◆ WHAT THE TASK REQUIRES
Show every line in the records below that contains the word "stone".

(Location annotation dataset excerpts)
———
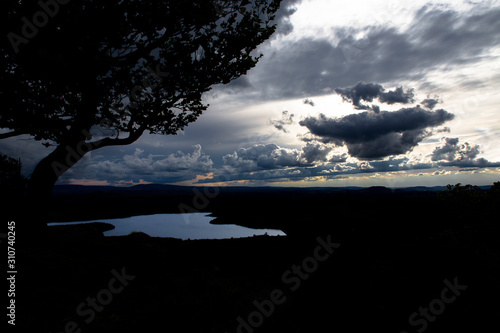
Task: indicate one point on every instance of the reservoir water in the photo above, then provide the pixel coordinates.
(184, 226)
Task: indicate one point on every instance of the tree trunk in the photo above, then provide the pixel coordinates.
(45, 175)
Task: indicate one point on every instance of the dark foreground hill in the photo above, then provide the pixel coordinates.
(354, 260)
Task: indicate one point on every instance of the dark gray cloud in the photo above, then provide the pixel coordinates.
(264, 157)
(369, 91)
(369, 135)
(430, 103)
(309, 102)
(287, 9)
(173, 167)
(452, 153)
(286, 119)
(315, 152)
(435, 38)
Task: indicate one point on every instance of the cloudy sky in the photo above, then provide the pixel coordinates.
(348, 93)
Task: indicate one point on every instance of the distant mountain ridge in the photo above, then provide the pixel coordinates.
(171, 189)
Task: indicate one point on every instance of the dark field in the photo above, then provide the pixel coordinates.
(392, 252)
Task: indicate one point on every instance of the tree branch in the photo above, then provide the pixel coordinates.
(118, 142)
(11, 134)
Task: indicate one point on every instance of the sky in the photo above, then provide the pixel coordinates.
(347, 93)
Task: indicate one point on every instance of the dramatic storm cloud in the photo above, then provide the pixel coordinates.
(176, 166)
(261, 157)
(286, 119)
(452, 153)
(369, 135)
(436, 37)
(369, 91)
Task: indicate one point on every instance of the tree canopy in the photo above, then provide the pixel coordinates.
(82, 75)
———
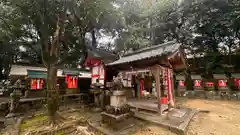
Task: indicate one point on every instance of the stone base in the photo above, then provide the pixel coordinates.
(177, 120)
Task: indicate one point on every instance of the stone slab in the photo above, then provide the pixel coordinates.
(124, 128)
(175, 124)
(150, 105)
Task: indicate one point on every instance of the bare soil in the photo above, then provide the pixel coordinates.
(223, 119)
———
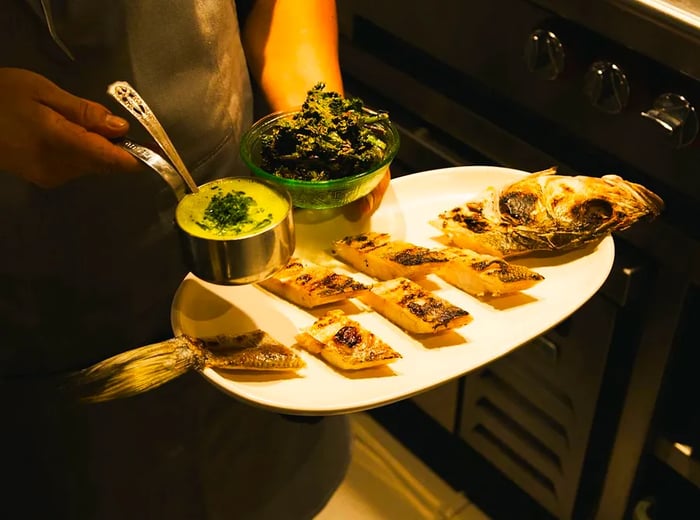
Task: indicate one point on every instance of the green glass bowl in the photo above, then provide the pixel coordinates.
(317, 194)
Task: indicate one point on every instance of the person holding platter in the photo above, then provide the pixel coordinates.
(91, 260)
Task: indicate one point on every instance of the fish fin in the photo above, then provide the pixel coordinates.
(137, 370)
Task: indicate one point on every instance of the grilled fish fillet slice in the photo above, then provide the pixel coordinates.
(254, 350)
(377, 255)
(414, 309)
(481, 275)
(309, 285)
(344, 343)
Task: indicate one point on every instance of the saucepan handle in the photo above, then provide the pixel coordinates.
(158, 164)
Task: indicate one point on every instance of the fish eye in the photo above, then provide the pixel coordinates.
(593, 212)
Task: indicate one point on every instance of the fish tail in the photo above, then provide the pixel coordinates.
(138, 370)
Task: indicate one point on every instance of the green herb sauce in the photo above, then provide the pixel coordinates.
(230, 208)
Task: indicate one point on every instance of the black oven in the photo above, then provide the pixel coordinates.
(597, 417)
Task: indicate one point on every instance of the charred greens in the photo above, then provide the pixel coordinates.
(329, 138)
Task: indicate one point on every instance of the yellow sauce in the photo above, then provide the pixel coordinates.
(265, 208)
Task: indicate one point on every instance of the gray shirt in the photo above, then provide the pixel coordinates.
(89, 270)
———
◆ TASK RESPONSE
Task: indicate one point on every instance of the stone base in the photo above, then provide the pixel coordinates.
Task: indicate one point on every instance of the stone slab in the photo above, then provide the pixel coordinates.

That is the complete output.